*Consignes à suivre*
(a) Dressez la liste de tous les noms de personnes, personnages compris, qui figurent dans le texte sur les bandes dessinées.
(b) Recopiez le passage du texte sur les bandes dessinées qui commence aux mots « Quelques suggestions de » et s'arrête après les mots « ses rêves d’enfant. ».

*Texte du document*
....

Quelques suggestions de bandes dessinées à découvrir.
L’enfance au bout du fil
Le dessinateur Grégory Panaccione, qui nous avait donné en 2014 le sublime album muet Un océan d’amour (avec Lupano au scénario) arrive cette fois avec sa toute première adaptation graphique solo, celle du roman à succès Quelqu’un à qui parler, de Cyril Massarotto.
On y fait la rencontre de Samuel, trentenaire célibataire totalement paumé, qui, un soir d’anniversaire en solitaire, décide de composer le numéro de téléphone de son ex (huit ans qu’ils sont séparés et il l’appelle chaque année !) puis, par curiosité, celui de sa maison d’enfance. Surprise ! Il y a quelqu’un au bout du fil, un gamin âgé de 10 ans qui s’appelle Samuel… Pour l’adulte, c’est l’occasion de faire un douloureux examen de conscience sur la vie qu’il a choisie. Et de jeter un regard lucide sur ce qu’il est advenu de ses rêves d’enfant.
Malgré quelques rebondissements qu’on voit venir de loin, ce roman graphique lumineux s’avère une lecture des plus réconfortantes. Un véritable baume pour l’âme en cette période pas très jojo ! Passé maître dans l’art de parsemer ses œuvres de cases muettes qui donnent un souffle nouveau au récit, le bédéiste a aussi su ajouter une belle dose d’humour avec des dessins en aparté qui nous font voir les pensées (parfois sadiques !) de son héros. Un album qu’on referme le sourire aux lèvres.
Quelqu’un à qui parler
Le Lombard
256 pages
La résistance au féminin
Madeleine Riffaud est née en 1924 dans la Somme, une région du nord de la France fortement éprouvée par la Grande Guerre. Alors que la Seconde Guerre se profile à l’horizon, elle a déjà choisi son camp : elle se joindra à la Résistance, peu importe le prix. Madeleine Riffaud n’est pas qu’une héroïne de papier ; elle a bel et bien existé et reste l’un des derniers témoins toujours vivants ayant connu la Résistance française de l’intérieur. Qui plus est, cette femme au caractère d’acier a participé aux luttes anticolonialistes en Algérie et au Viêtnam, en plus de mener une carrière de reporter (mais aussi de poétesse et depuis peu, de coautrice de bande dessinée !).
La vie extraordinaire, parsemée d’exploits et d’embûches, de cette éternelle résistante serait passée sous silence sans le travail du bédéiste Jean David Morvan, qui a recueilli les propos d’une femme à la mémoire toujours très affutée malgré son âge avancé. Le résultat est bouleversant : un témoignage à la première personne d’une femme éprise de liberté.
Le récit de ses premiers pas dans la Résistance, en 1942, est prenant. Et le dessin bleuté très maîtrisé de Dominique Bertail ajoute une aura de mystère au récit, mais donne aussi une certaine froideur au décor, ce qui sied bien au propos. Une série documentaire fort prometteuse, prévue en trois tomes.

....

*Données affichées*
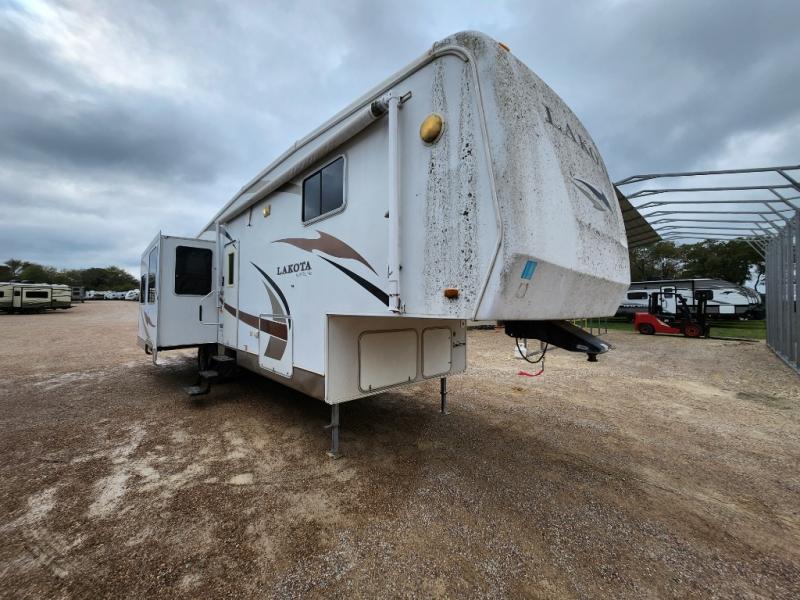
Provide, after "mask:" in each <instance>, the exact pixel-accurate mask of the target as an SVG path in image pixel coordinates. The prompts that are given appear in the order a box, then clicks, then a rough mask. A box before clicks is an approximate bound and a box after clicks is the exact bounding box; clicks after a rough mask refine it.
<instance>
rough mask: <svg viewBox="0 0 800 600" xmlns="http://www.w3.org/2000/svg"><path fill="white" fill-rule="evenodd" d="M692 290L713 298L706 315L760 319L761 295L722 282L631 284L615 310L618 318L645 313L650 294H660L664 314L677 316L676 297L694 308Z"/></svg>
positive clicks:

....

*Ensemble des réponses*
(a) Grégory Panaccione, Lupano, Cyril Massarotto, Samuel, Madeleine Riffaud, Jean David Morvan, Dominique Bertail

(b)
Quelques suggestions de bandes dessinées à découvrir.
L’enfance au bout du fil
Le dessinateur Grégory Panaccione, qui nous avait donné en 2014 le sublime album muet Un océan d’amour (avec Lupano au scénario) arrive cette fois avec sa toute première adaptation graphique solo, celle du roman à succès Quelqu’un à qui parler, de Cyril Massarotto.
On y fait la rencontre de Samuel, trentenaire célibataire totalement paumé, qui, un soir d’anniversaire en solitaire, décide de composer le numéro de téléphone de son ex (huit ans qu’ils sont séparés et il l’appelle chaque année !) puis, par curiosité, celui de sa maison d’enfance. Surprise ! Il y a quelqu’un au bout du fil, un gamin âgé de 10 ans qui s’appelle Samuel… Pour l’adulte, c’est l’occasion de faire un douloureux examen de conscience sur la vie qu’il a choisie. Et de jeter un regard lucide sur ce qu’il est advenu de ses rêves d’enfant.